Larger deep learning models need more computing power and memory resources. Faster training of deep neural networks has been achieved via the development of new techniques. Instead of FP32 (full-precision floating-point numbers format), you may use FP16 (half-precision floating-point numbers format), and researchers have discovered that using them in tandem is a better option. The newest GPUs, like the Ampere GPUs available with Paperspace can even utilize lower levels of precision, like INT8.
Mixed precision allows for half-precision training while still preserving much of the single-precision network accuracy. The term "mixed precision technique" refers to the fact that this method makes use of both single and half-precision representations.
In this overview of Automatic Mixed Precision (Amp) training with PyTorch, we demonstrate how the technique works, walking step-by-step through the process of using Amp, and discuss more advanced applications of Amp techniques with code scaffolds for users to later integrate with their own code.
Overview Of Mixed Precision
Like most deep learning frameworks, PyTorch normally trains on 32-bit floating-point data (FP32). FP32, on the other hand, isn't always necessary for success. It's possible to use a 16-bit floating-point for a few operations, where FP32 consumes more time and memory.
Consequently, NVIDIA engineers developed a technique allowing mixed-precision training to be performed in FP32 for a small number of operations while most of the network runs in FP16.
A thorough explanation of the mixed-precision theory can be found here. Three stages are required to implement mixed-precision training:
- Convert the model to utilize the float16 data type wherever feasible.
- Keeping float32 master weights to accumulate weight updates every iteration.
- The use of loss scaling to preserve tiny gradient values.
Mixed-Precision in PyTorch
For mixed-precision training, PyTorch offers a wealth of features already built-in.
A module's parameters are converted to FP16 when you call the
.half() method, and a tensor's data is converted to FP16 when you call
.half(). Fast FP16 arithmetic will be used to execute any operations on these modules or tensors. NVIDIA math libraries (cuBLAS and cuDNN) are well supported by PyTorch. Data from the FP16 pipeline is processed using Tensor Cores to conduct GEMMs and convolutions. To employ Tensor Cores in cuBLAS, the dimensions of a GEMM ([M, K] x [K, N] -> [M, N]) must be multiples of 8.
Apex's mixed-precision utilities are meant to increase training speed while keeping the accuracy and stability of single-precision training. Apex can perform operations in FP16 or FP32, automatically handle master parameter conversion, and automatically scale losses.
Apex was created to make it easier for researchers to include mixed-precision training in their models. Amp, short for Automatic Mixed-Precision, is one of the features of Apex, a lightweight PyTorch extension. A few more lines on their networks are all it takes for users to benefit from mixed precision training with Amp. Apex was launched at CVPR 2018, and it is worth noting that the PyTorch community has shown strong support for Apex since its release.

_GIVEN TASK A_
Pick out every line of the listing that contains the string "candle", matching its case exactly.
The mixed precision overview and the listing have no connection to each other.

[Entries drawn from a collection]
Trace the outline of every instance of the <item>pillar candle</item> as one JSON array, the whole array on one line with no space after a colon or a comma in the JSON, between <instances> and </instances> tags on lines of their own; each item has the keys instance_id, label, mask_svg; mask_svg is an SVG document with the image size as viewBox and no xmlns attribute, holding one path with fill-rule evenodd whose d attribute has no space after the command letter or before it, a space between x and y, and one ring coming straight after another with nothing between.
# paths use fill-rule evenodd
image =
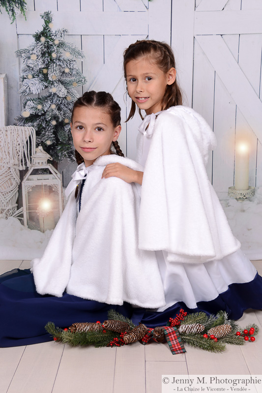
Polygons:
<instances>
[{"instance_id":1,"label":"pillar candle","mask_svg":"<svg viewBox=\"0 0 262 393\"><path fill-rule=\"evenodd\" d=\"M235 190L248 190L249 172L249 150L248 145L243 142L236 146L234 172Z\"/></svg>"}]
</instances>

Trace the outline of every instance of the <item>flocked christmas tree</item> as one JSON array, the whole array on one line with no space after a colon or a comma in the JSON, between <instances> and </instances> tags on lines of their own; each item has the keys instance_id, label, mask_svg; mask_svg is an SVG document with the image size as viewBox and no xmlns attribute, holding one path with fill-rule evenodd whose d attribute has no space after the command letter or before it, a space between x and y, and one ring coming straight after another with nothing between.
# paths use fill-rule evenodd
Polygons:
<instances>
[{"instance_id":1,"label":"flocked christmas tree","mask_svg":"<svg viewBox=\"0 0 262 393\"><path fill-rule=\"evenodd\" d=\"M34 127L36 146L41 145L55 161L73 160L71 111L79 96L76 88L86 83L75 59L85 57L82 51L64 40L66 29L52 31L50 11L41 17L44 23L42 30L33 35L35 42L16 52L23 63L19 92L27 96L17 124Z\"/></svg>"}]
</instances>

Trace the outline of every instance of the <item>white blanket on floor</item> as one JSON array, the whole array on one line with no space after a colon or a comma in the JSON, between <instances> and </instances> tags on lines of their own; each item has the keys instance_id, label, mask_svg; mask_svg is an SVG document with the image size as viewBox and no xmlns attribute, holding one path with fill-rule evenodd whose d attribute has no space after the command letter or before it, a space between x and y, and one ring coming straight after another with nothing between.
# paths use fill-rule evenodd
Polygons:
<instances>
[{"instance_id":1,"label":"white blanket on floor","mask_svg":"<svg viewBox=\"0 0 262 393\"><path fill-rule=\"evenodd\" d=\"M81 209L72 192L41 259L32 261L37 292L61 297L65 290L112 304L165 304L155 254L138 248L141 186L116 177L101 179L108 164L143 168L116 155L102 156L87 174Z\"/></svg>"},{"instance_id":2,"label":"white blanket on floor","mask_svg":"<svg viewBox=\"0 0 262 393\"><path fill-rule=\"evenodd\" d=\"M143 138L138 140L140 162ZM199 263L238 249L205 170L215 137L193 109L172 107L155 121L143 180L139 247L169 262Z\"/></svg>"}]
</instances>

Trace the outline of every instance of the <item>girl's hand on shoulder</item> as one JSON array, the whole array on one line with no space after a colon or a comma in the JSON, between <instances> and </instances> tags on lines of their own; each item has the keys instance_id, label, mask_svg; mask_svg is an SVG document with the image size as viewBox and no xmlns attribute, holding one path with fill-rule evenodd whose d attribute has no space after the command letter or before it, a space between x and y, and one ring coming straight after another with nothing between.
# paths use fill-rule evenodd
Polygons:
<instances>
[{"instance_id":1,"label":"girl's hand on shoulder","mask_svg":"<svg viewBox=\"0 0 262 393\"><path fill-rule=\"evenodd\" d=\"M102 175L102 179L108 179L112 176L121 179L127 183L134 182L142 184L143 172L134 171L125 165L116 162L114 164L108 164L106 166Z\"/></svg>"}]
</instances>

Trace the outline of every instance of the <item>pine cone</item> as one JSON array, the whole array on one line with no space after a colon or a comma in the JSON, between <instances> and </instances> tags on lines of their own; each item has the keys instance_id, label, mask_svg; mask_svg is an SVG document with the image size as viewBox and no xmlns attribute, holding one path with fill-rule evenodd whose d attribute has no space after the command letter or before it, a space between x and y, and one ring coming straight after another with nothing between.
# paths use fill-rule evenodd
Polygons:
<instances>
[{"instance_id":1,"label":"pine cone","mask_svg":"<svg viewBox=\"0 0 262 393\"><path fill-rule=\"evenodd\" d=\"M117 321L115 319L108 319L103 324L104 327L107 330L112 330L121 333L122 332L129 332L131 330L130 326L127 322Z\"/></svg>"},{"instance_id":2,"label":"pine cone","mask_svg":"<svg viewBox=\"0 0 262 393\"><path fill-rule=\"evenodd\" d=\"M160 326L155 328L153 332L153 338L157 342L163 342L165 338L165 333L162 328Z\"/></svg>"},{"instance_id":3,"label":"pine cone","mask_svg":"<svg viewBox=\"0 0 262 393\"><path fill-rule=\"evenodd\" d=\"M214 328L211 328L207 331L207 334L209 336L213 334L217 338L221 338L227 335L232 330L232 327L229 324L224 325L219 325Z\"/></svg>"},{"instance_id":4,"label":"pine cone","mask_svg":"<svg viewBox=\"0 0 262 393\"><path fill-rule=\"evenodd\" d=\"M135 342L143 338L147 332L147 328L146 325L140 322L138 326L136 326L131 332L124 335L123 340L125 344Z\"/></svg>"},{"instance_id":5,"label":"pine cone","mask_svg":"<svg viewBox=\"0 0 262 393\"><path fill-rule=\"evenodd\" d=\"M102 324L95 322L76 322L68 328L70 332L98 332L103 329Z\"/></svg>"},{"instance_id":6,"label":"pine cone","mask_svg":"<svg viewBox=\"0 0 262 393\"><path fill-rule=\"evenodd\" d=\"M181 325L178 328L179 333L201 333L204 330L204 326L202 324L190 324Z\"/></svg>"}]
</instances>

_GIVEN TASK B_
According to the mixed precision overview, at which event was Apex launched?

_COMPLETE RESPONSE A_
Trace the outline of every instance of the <item>pillar candle</item> as one JSON array, the whole array on one line with no space after a colon or a comma in the JSON, between <instances> and </instances> tags on lines of their own; each item has the keys instance_id, label, mask_svg; mask_svg is an SVG document with the image size as viewBox and no xmlns attribute, holding one path with fill-rule evenodd whose d attribute has no space after the command letter or before it, a space between x and y, and one ring coming straight after another with nothing between.
[{"instance_id":1,"label":"pillar candle","mask_svg":"<svg viewBox=\"0 0 262 393\"><path fill-rule=\"evenodd\" d=\"M235 190L248 190L249 172L249 150L248 145L243 142L236 146L234 172Z\"/></svg>"}]

_COMPLETE RESPONSE B_
CVPR 2018